**Reading passage:**
Love is the Law

Easter 3 Sermon 2024 | Gigi Miller Deacon Intern

  • [00:00:00] Let the words of my mouth and the meditations of my heart be acceptable to you. Oh, Lord, my rock and my redeemer. Please have a seat, everybody. So, unlike Mother Paige, who we know her favorite scripture is always the one she's preaching on that Sunday, I admit to being just a little bit disappointed at first with today's lectionary readings.
    I thought I'd get to talk about. Some of the more familiar post resurrection stories like the journey to Emmaus or Jesus beach breakfast with his friends. Even Thomas and his fear of missing out doubts. Instead we get Jesus the friendly ghost. The more I sat with these readings, the more I realized they offer a banquet of good news.
    In fact, the gospel reading includes a meal, as we just [00:01:00] heard, and I love to eat, so let's dig into it. As we just heard in our chat with the Children, the now 11 disciples are gathered together, sharing the resurrection news that they've heard from their friends present at the tomb. And on that Emmaus road, you can imagine them all talking at once and trying to process the news and into this chaotic scene comes Jesus who offers them his peace and assures them he's as human as they are.
    seeing that even in their joy and disbelieving and still wondering, they share a meal during which Jesus reminds them that this is what he always told them was going to happen and reveals the scriptural basis of his record resurrection. But I imagine that one of the things in their joy, the disciples also might be wondering is just how Jesus feels about them.

Phrase grounding data
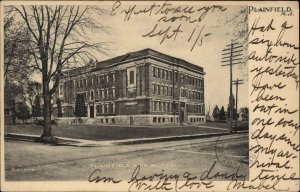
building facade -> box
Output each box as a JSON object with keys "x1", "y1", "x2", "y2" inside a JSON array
[{"x1": 54, "y1": 49, "x2": 206, "y2": 125}]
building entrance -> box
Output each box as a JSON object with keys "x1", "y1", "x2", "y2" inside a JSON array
[
  {"x1": 90, "y1": 105, "x2": 94, "y2": 118},
  {"x1": 179, "y1": 102, "x2": 186, "y2": 124}
]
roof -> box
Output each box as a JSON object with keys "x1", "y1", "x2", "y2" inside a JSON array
[{"x1": 63, "y1": 48, "x2": 204, "y2": 75}]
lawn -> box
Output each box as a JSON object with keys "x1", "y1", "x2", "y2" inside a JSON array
[{"x1": 4, "y1": 123, "x2": 248, "y2": 141}]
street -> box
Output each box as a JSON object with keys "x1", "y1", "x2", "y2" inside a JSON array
[{"x1": 5, "y1": 134, "x2": 248, "y2": 181}]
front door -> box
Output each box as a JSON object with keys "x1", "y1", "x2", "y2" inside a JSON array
[
  {"x1": 179, "y1": 102, "x2": 185, "y2": 124},
  {"x1": 90, "y1": 105, "x2": 94, "y2": 118}
]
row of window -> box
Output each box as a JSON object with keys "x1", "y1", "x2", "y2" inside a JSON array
[
  {"x1": 152, "y1": 83, "x2": 177, "y2": 96},
  {"x1": 180, "y1": 74, "x2": 204, "y2": 87},
  {"x1": 152, "y1": 66, "x2": 177, "y2": 81},
  {"x1": 180, "y1": 88, "x2": 204, "y2": 101},
  {"x1": 187, "y1": 104, "x2": 204, "y2": 113},
  {"x1": 73, "y1": 88, "x2": 116, "y2": 100},
  {"x1": 152, "y1": 66, "x2": 204, "y2": 87},
  {"x1": 152, "y1": 101, "x2": 178, "y2": 112},
  {"x1": 96, "y1": 103, "x2": 116, "y2": 116},
  {"x1": 72, "y1": 73, "x2": 116, "y2": 89}
]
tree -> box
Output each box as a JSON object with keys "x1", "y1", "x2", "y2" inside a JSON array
[
  {"x1": 4, "y1": 12, "x2": 32, "y2": 83},
  {"x1": 24, "y1": 80, "x2": 42, "y2": 111},
  {"x1": 212, "y1": 105, "x2": 220, "y2": 121},
  {"x1": 10, "y1": 5, "x2": 106, "y2": 142},
  {"x1": 241, "y1": 107, "x2": 249, "y2": 121},
  {"x1": 17, "y1": 102, "x2": 31, "y2": 123},
  {"x1": 56, "y1": 98, "x2": 62, "y2": 117},
  {"x1": 219, "y1": 106, "x2": 226, "y2": 121},
  {"x1": 32, "y1": 95, "x2": 42, "y2": 117},
  {"x1": 74, "y1": 94, "x2": 87, "y2": 118}
]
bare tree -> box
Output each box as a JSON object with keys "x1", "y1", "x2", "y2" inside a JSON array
[
  {"x1": 10, "y1": 5, "x2": 107, "y2": 142},
  {"x1": 4, "y1": 13, "x2": 30, "y2": 84}
]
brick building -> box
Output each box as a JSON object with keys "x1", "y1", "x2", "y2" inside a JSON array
[{"x1": 54, "y1": 49, "x2": 205, "y2": 124}]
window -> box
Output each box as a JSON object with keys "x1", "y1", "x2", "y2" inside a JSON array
[
  {"x1": 104, "y1": 104, "x2": 109, "y2": 113},
  {"x1": 152, "y1": 66, "x2": 156, "y2": 77},
  {"x1": 96, "y1": 104, "x2": 100, "y2": 115},
  {"x1": 157, "y1": 68, "x2": 160, "y2": 78},
  {"x1": 112, "y1": 73, "x2": 116, "y2": 82},
  {"x1": 91, "y1": 90, "x2": 94, "y2": 100},
  {"x1": 129, "y1": 71, "x2": 134, "y2": 84},
  {"x1": 59, "y1": 85, "x2": 64, "y2": 95},
  {"x1": 112, "y1": 88, "x2": 116, "y2": 98},
  {"x1": 180, "y1": 75, "x2": 184, "y2": 83},
  {"x1": 105, "y1": 89, "x2": 109, "y2": 98},
  {"x1": 100, "y1": 89, "x2": 104, "y2": 99},
  {"x1": 80, "y1": 79, "x2": 83, "y2": 88},
  {"x1": 152, "y1": 101, "x2": 157, "y2": 111}
]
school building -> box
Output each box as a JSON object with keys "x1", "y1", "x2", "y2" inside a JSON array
[{"x1": 53, "y1": 49, "x2": 206, "y2": 125}]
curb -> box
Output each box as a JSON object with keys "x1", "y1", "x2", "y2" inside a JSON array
[
  {"x1": 4, "y1": 131, "x2": 248, "y2": 147},
  {"x1": 114, "y1": 131, "x2": 248, "y2": 145}
]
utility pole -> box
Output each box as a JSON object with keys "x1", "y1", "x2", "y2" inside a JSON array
[
  {"x1": 221, "y1": 40, "x2": 243, "y2": 132},
  {"x1": 232, "y1": 79, "x2": 244, "y2": 129}
]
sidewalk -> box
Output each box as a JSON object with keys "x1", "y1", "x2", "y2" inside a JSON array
[{"x1": 4, "y1": 131, "x2": 248, "y2": 147}]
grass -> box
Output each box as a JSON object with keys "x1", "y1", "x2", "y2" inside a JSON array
[{"x1": 4, "y1": 123, "x2": 248, "y2": 141}]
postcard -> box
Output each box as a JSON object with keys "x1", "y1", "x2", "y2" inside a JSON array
[{"x1": 0, "y1": 0, "x2": 300, "y2": 192}]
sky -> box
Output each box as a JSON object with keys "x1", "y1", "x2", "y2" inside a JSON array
[
  {"x1": 27, "y1": 1, "x2": 248, "y2": 110},
  {"x1": 96, "y1": 2, "x2": 248, "y2": 110}
]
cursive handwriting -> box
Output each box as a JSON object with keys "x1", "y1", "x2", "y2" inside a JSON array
[{"x1": 111, "y1": 1, "x2": 227, "y2": 52}]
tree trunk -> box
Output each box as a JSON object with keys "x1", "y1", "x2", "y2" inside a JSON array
[{"x1": 41, "y1": 83, "x2": 55, "y2": 143}]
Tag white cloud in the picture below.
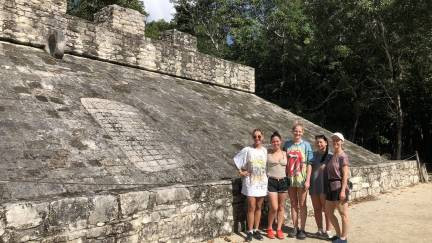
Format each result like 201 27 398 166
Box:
143 0 175 22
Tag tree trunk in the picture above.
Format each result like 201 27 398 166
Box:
350 112 360 143
396 92 403 160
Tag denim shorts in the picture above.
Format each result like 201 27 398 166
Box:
267 177 289 192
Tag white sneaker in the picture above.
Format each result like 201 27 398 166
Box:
324 230 334 239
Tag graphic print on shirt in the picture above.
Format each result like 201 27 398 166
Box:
248 155 267 184
286 150 304 176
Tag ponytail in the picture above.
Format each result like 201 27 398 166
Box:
315 135 328 164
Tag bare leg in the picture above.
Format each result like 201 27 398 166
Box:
277 192 288 230
254 197 264 229
337 201 349 240
297 188 307 230
320 193 333 231
325 201 341 236
247 197 256 231
288 187 299 228
267 192 279 229
311 195 323 229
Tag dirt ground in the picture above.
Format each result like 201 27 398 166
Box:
213 183 432 243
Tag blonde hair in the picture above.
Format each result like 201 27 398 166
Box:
292 121 304 131
252 128 264 136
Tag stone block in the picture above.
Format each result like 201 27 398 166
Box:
160 29 197 52
94 5 145 36
48 197 90 230
155 187 191 205
89 195 119 225
180 203 200 213
5 203 48 229
119 191 151 216
349 176 362 184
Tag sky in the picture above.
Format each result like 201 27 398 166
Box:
143 0 175 22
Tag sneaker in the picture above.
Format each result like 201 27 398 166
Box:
246 232 253 242
288 228 297 238
253 230 264 240
323 230 333 240
276 229 285 240
334 238 348 243
297 230 306 240
267 228 275 239
328 235 339 242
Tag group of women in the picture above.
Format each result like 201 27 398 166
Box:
234 122 349 242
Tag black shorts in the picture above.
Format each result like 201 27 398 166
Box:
267 177 289 192
326 188 349 202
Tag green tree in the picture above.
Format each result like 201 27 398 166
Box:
68 0 147 20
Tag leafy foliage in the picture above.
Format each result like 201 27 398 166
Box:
173 0 432 162
68 0 147 20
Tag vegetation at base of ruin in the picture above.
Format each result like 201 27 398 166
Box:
67 0 147 21
166 0 432 161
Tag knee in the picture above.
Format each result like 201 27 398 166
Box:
255 205 262 211
277 205 285 212
248 205 256 212
291 202 299 211
340 211 348 220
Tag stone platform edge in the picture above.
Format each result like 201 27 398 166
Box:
0 161 419 242
0 0 255 93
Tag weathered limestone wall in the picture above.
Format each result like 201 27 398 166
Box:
350 160 419 199
0 0 255 92
0 161 419 242
0 181 244 243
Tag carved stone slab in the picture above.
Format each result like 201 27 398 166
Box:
81 98 179 172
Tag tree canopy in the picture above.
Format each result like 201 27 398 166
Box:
68 0 147 20
168 0 432 163
69 0 432 163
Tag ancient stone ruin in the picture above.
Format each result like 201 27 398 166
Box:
0 0 418 242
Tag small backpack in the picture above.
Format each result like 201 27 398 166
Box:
285 150 303 177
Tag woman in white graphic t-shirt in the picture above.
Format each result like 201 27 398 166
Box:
234 129 268 241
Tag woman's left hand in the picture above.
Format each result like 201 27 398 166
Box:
339 190 346 201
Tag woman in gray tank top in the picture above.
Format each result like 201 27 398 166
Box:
308 135 332 238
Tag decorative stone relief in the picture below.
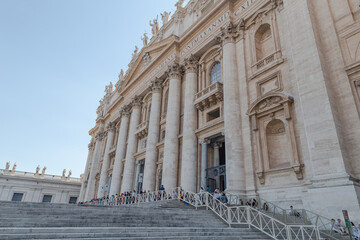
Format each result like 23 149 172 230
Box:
248 92 303 184
184 54 199 73
167 62 183 79
215 22 239 46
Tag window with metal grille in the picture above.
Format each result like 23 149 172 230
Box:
210 62 221 84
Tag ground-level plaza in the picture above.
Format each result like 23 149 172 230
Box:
80 0 360 222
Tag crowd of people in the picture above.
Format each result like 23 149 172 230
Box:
331 219 360 240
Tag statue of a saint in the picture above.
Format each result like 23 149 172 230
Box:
35 165 40 174
11 163 17 172
161 11 171 26
5 162 10 170
41 166 46 175
118 69 124 82
141 33 149 47
150 19 159 36
175 0 185 10
131 45 139 61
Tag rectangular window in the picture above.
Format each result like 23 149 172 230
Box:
69 197 77 204
207 108 220 122
43 195 52 202
11 193 24 202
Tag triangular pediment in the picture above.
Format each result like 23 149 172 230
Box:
124 35 178 87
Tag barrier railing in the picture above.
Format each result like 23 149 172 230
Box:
81 188 337 240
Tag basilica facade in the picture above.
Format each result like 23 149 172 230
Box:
80 0 360 219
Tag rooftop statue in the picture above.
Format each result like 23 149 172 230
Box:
175 0 185 10
150 19 159 36
131 45 139 61
161 11 171 26
105 82 113 94
5 162 10 170
141 33 149 47
11 163 17 172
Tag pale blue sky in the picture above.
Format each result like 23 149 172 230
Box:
0 0 180 177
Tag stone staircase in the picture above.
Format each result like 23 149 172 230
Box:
0 200 271 240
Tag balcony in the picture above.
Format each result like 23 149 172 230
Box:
194 82 223 111
135 121 149 138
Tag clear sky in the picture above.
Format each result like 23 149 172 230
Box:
0 0 181 177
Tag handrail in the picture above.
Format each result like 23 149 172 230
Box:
79 188 337 240
226 194 337 239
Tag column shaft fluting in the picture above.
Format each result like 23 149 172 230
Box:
181 56 198 192
219 23 245 192
162 63 181 190
84 131 104 201
97 123 115 198
121 97 141 192
200 139 208 190
109 106 130 196
143 79 162 191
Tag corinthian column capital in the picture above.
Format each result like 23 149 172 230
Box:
150 78 163 93
106 122 115 132
184 54 199 73
215 22 239 46
95 131 105 141
167 62 183 80
119 105 131 117
130 95 142 108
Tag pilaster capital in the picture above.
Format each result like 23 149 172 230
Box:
106 122 115 132
199 138 210 145
95 131 105 141
130 95 142 109
166 62 183 80
215 22 239 46
184 54 199 73
150 78 163 93
119 105 131 117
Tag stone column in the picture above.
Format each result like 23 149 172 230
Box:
84 130 104 201
78 138 95 202
162 63 182 190
143 79 162 191
213 142 221 188
217 22 245 193
181 55 198 192
134 161 141 192
200 139 210 190
109 106 130 196
97 122 115 198
121 96 141 192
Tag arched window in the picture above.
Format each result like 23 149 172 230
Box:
210 62 221 85
255 23 274 61
266 119 290 168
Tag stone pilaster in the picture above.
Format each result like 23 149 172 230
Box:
121 96 141 192
199 139 210 190
143 79 162 191
217 22 245 192
181 55 198 192
97 122 115 198
78 139 95 202
109 106 130 196
162 63 182 190
84 130 105 201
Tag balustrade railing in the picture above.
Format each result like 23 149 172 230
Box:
79 188 344 240
195 82 222 99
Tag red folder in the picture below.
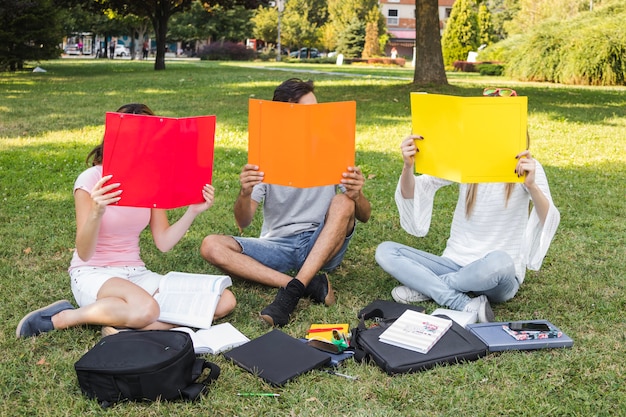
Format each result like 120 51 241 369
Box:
103 113 215 209
248 99 356 188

**Problem 1:** In the Easter sermon, which scripture does the preacher say is always Mother Paige's favorite?
**Problem 2:** Write the next part of the Easter sermon, picking up after its final sentence.

**Answer 1:** The one she is preaching on that Sunday.

**Answer 2:**
    Not one of them stayed awake with him in the [00:02:00] garden before he was captured by the Roman soldiers. His trusted friend Peter denied knowing him. And Luke tells us that the rest of them watched his death at a distance. Jesus puts their fears to rest. Forgiveness is proclaimed to all who repent. So as one of my professors said, Jesus didn't tell his disciples what it was like to die.
    He taught them how to live in love.
    John's epistle confirms that we're all God's children now, as we wait for Jesus final revelation. In the meantime, we remember that Jesus takes away sin, which is lawlessness. And what are the laws to which we need to hold fast? Jesus tells us that the greatest law is to love God, and the second is to love our neighbors as ourselves.
    Love is the law. And we sin when we stop acting in love. [00:03:00] God is waiting to forgive when, as the psalmist says, we speak to our hearts in silence and put our trust in the Lord by turning back to love. Jesus showed his hands and feet to his friends to reveal himself to them. But how does Jesus reveal himself in today's world?
    St. Teresa of Avila wrote, Christ has no body now but ours. No hands. No feet but ours. Ours are the hands. Ours are the feet. Ours are the eyes. We are Christ's body. Jesus is working through here through us here at ST Peter's serving meals at helping hands, working with Winston school students at the thrift shop.
    Watching over a friend in the hospital. Coming alongside a grieving family member. Distributing clothing at showers of blessings. Taking communion to [00:04:00] someone who can't make it to worship. Studying with fellow seekers at the forum. Worshipping God. Distributing ashes to strangers. And all of the ways we serve the community.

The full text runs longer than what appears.